Please convert the material below into a Markdown table with the columns Row and Line, numbering each line in order and leaving out blank lines.

Excerpts from a dataset on pointing to objects
──────

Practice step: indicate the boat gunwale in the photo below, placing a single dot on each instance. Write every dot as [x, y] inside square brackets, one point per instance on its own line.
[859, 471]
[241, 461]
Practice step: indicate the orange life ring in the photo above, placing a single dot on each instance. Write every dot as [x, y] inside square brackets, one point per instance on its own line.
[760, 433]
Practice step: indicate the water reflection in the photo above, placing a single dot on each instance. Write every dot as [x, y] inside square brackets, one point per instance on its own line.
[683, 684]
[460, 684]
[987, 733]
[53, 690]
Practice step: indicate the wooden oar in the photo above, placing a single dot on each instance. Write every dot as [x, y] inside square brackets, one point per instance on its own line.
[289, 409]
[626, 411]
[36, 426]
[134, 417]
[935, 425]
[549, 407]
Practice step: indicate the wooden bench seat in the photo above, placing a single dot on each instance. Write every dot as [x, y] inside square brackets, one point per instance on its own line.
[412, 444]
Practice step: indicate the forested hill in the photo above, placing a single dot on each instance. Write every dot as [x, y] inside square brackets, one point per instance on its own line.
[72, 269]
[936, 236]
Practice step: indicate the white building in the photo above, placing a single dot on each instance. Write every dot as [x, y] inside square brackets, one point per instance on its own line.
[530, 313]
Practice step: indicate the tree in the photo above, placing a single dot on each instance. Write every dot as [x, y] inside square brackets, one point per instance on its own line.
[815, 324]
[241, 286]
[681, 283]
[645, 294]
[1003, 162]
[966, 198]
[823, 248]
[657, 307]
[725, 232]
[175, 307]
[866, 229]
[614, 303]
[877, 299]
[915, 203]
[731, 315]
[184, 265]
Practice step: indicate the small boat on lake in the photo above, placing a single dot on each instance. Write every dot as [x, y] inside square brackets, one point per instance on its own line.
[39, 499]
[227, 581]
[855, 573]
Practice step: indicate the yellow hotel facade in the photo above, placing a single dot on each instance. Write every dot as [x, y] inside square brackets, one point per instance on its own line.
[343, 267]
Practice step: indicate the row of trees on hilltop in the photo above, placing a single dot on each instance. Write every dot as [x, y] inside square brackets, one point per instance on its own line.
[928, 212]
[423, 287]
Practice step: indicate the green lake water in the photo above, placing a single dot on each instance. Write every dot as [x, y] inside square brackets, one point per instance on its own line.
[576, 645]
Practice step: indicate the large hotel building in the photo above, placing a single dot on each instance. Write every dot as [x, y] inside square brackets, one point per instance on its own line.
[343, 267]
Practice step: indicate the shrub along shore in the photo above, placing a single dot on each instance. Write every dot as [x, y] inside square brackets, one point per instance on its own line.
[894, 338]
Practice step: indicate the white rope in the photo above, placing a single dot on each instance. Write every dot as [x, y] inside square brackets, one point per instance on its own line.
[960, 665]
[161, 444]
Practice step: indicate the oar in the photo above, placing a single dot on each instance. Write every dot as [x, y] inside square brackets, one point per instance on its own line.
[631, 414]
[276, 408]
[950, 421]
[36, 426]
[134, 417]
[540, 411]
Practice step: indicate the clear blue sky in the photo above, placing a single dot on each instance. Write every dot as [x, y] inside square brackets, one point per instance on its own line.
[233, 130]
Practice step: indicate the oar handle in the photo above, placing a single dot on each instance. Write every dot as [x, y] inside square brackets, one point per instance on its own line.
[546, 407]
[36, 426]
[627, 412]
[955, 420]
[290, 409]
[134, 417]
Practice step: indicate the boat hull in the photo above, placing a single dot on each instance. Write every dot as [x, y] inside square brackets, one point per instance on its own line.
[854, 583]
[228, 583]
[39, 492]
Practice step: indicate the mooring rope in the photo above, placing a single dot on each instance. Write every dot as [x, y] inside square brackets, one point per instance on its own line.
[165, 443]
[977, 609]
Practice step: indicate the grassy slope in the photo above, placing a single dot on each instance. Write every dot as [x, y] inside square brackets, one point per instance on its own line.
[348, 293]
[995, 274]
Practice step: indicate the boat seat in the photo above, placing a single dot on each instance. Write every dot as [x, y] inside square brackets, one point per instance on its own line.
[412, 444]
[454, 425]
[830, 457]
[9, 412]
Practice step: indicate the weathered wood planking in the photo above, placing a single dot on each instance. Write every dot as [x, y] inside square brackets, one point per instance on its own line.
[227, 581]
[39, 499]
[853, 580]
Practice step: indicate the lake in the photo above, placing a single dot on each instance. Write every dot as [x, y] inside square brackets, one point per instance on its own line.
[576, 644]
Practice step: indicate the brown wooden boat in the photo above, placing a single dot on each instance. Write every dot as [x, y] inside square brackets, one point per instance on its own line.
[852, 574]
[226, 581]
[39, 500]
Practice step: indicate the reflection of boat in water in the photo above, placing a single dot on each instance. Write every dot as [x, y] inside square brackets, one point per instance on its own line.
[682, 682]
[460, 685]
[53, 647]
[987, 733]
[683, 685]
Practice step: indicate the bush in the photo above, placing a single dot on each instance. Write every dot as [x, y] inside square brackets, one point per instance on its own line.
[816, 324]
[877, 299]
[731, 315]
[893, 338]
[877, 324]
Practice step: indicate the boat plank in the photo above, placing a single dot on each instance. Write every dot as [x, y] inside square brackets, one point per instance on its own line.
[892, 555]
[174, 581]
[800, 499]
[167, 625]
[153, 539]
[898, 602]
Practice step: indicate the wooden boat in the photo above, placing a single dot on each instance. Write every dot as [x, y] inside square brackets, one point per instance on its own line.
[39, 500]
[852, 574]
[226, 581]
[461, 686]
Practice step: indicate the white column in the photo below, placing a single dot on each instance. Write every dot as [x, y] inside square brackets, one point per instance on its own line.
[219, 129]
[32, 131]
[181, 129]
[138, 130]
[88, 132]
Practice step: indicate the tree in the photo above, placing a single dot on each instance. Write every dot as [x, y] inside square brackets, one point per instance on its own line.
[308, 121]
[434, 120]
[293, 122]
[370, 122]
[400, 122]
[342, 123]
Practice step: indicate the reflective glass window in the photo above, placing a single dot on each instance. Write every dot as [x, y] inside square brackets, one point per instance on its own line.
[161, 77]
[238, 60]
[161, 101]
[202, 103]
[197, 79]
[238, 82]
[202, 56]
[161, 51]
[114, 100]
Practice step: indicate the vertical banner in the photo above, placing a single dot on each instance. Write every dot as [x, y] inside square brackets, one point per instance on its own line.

──────

THE OUTPUT:
| Row | Line |
|---|---|
| 1 | Practice step: indicate the boat gunwale in the photo below, placing a single dot on each instance. Write every dot as [x, y] inside square brackets, one point per instance on its own line. |
| 2 | [859, 471] |
| 3 | [241, 461] |
| 4 | Practice step: indicate the orange life ring in the photo above, placing a single dot on each instance. Write every dot as [x, y] inside square brackets, one point per instance on its own line. |
| 5 | [760, 433] |
| 6 | Practice step: indicate the water reflection in the photo above, placing a single dot on each instance. Write every dot as [x, y] inside square brackets, one point per instance on its own line. |
| 7 | [683, 684] |
| 8 | [460, 684] |
| 9 | [987, 733] |
| 10 | [53, 690] |
| 11 | Practice step: indicate the wooden oar in the photo above, placing a single dot on each instance. Write every dot as [x, y] inside square brackets, one point per instance on its own line. |
| 12 | [289, 409] |
| 13 | [626, 411] |
| 14 | [36, 426] |
| 15 | [134, 417] |
| 16 | [935, 425] |
| 17 | [549, 407] |
| 18 | Practice step: indicate the wooden bench seat in the photo above, placing a single dot on each instance. Write every dot as [x, y] inside square brackets, one point per instance on its own line. |
| 19 | [412, 444] |
| 20 | Practice step: indicate the forested hill in the photo above, placing a single dot on each instance. Write every dot as [x, y] inside square brackets, one point per instance on its own line. |
| 21 | [72, 269] |
| 22 | [936, 236] |
| 23 | Practice step: indicate the white building in the photo above, placing a single dot on each instance. Write every dot as [x, y] inside square brackets, one point per instance on its own line. |
| 24 | [530, 313] |
| 25 | Practice step: indicate the tree in the photo above, placing a single dot on each instance. Write every dot as [x, y] inside square brackets, one point per instance on its own line. |
| 26 | [815, 324] |
| 27 | [241, 286] |
| 28 | [681, 283] |
| 29 | [645, 294] |
| 30 | [1003, 162] |
| 31 | [966, 198] |
| 32 | [823, 248] |
| 33 | [657, 307] |
| 34 | [725, 232] |
| 35 | [175, 307] |
| 36 | [866, 229] |
| 37 | [614, 303] |
| 38 | [877, 299] |
| 39 | [915, 203] |
| 40 | [731, 315] |
| 41 | [184, 265] |
| 42 | Practice step: indicate the small boat on lake in the photo above, placing a single dot on each instance. Write every dot as [x, y] inside square brackets, one point per instance on its own line. |
| 43 | [39, 499] |
| 44 | [227, 581] |
| 45 | [855, 573] |
| 46 | Practice step: indicate the yellow hotel facade in the photo above, placing a single dot on each instance. Write every dot as [x, y] inside square brackets, one point per instance on its own line. |
| 47 | [343, 267] |
| 48 | Practice step: indicate the row of trees on hilltop in the photo above, placing a single dot on each instance. Write every dot as [x, y] inside square brackets, one point per instance on its own line. |
| 49 | [928, 212] |
| 50 | [423, 287] |
| 51 | Practice step: indicate the green lake water in the photo above, placing a single dot on each instance. Write every dot as [x, y] inside square brackets, one point per instance on its own line. |
| 52 | [576, 645] |
| 53 | Practice step: indicate the large hotel building in the photo above, placing a single dot on each instance. Write every dot as [x, y] inside square brackets, one point per instance on its own line. |
| 54 | [343, 267] |
| 55 | Practice step: indicate the shrub along shore in the photo above, placing a single dot on each instance. Write every dot as [x, y] inside square brackets, one point per instance on its own line. |
| 56 | [894, 338] |
| 57 | Practice step: indicate the white rope in the photo above, placing a single dot on each instance. Write every dot as [x, y] inside square brackets, one point per instance on its own line. |
| 58 | [960, 665] |
| 59 | [161, 444] |
| 60 | Practice step: indicate the oar in the photo above, placing a single dot on each instance. Write every dot as [x, y] inside square brackets, one point per instance on its own line. |
| 61 | [631, 414] |
| 62 | [276, 408] |
| 63 | [950, 421] |
| 64 | [36, 426] |
| 65 | [134, 417] |
| 66 | [540, 411] |
| 67 | Practice step: indicate the clear blue sky in the photo above, placing a single dot on each instance. Write every dot as [x, y] inside square brackets, one point per instance on its own line. |
| 68 | [233, 130] |
| 69 | Practice step: indicate the oar handle in the photo above, placing a single dot on each instance. Write every dot as [x, y] inside square brackets, one point per instance on its own line. |
| 70 | [546, 407] |
| 71 | [36, 426] |
| 72 | [627, 412] |
| 73 | [955, 420] |
| 74 | [290, 409] |
| 75 | [134, 417] |
| 76 | Practice step: indicate the boat hull in the photo above, placing a single dot on each instance. Write every dot as [x, y] inside square brackets, one point per instance on its own line. |
| 77 | [854, 583] |
| 78 | [228, 583] |
| 79 | [39, 492] |
| 80 | Practice step: indicate the mooring rope in the photo above, placing a single dot on each instance. Write every dot as [x, y] inside square brackets, one point per instance on its own line. |
| 81 | [165, 443] |
| 82 | [977, 609] |
| 83 | Practice step: indicate the grassy slope in the photo above, placing a single dot on each instance. Write every dot as [x, y] inside square brackets, one point per instance on its own line. |
| 84 | [348, 293] |
| 85 | [995, 274] |
| 86 | Practice step: indicate the boat seat in the photo above, placing a single dot on each instance. Write every dot as [x, y] inside square brackets, one point per instance on its own line. |
| 87 | [412, 444] |
| 88 | [454, 425] |
| 89 | [830, 457] |
| 90 | [9, 412] |
| 91 | Practice step: indicate the weathered wood planking in the photo above, placing a single dot on each instance. Write every dot as [x, y] inside square brackets, one point per instance on its own line. |
| 92 | [227, 581] |
| 93 | [39, 499] |
| 94 | [853, 580] |
| 95 | Practice step: indicate the lake in the photo above, placing a single dot on each instance. Write every dot as [x, y] inside square brackets, one point per instance on its own line. |
| 96 | [576, 644] |
| 97 | Practice step: indicate the brown wooden boat in the photo above, placing a single dot on each instance. Write every dot as [x, y] inside square brackets, one point per instance on its own line. |
| 98 | [852, 574] |
| 99 | [226, 581] |
| 100 | [39, 500] |
| 101 | Practice step: indicate the reflection of boat in water in the photo above, placing a single dot on each instance. Write every dot as [x, y] inside square brackets, one point per instance on its own line. |
| 102 | [682, 682] |
| 103 | [460, 685] |
| 104 | [53, 647] |
| 105 | [987, 733] |
| 106 | [683, 685] |
| 107 | Practice step: indicate the bush in the photo above, placing a single dot on each instance. Write every dot as [x, y] inside square brackets, one point per instance on its own line. |
| 108 | [816, 324] |
| 109 | [877, 299] |
| 110 | [731, 315] |
| 111 | [893, 338] |
| 112 | [877, 324] |
| 113 | Practice step: indicate the boat plank in the photo above, placing a single dot on each instance. Write every dot as [x, y] inside square brackets, one point per instance on its own line. |
| 114 | [892, 555] |
| 115 | [174, 581] |
| 116 | [800, 499] |
| 117 | [167, 625] |
| 118 | [153, 539] |
| 119 | [898, 602] |
| 120 | Practice step: indicate the wooden boat in the photo above, placing a single dot on each instance. Write every dot as [x, y] inside square brackets, one point per instance on its own line. |
| 121 | [39, 500] |
| 122 | [852, 574] |
| 123 | [226, 581] |
| 124 | [461, 686] |
| 125 | Practice step: indicate the white column in the photo below, placing a single dot on each instance. Write every dot as [x, y] inside square brackets, one point per instance on its own line. |
| 126 | [219, 129] |
| 127 | [32, 131] |
| 128 | [181, 129] |
| 129 | [138, 130] |
| 130 | [88, 132] |
| 131 | Practice step: indicate the tree in the photo above, placing a single dot on each instance. Write every dot as [x, y] inside square brackets, one point per instance on its own line. |
| 132 | [308, 121] |
| 133 | [434, 120] |
| 134 | [293, 122] |
| 135 | [370, 122] |
| 136 | [400, 122] |
| 137 | [342, 123] |
| 138 | Practice step: indicate the reflective glass window in the photo above, placing a single dot on each instance. Write every dot as [x, y] inside square brackets, one point per instance on its own line. |
| 139 | [161, 77] |
| 140 | [238, 60] |
| 141 | [161, 101] |
| 142 | [202, 103] |
| 143 | [197, 79] |
| 144 | [238, 82] |
| 145 | [202, 56] |
| 146 | [161, 51] |
| 147 | [114, 100] |
| 148 | Practice step: indicate the vertical banner in the photo above, placing a single dot on each instance. Write every dot as [x, y] inside square brackets, one point per instance on its own line. |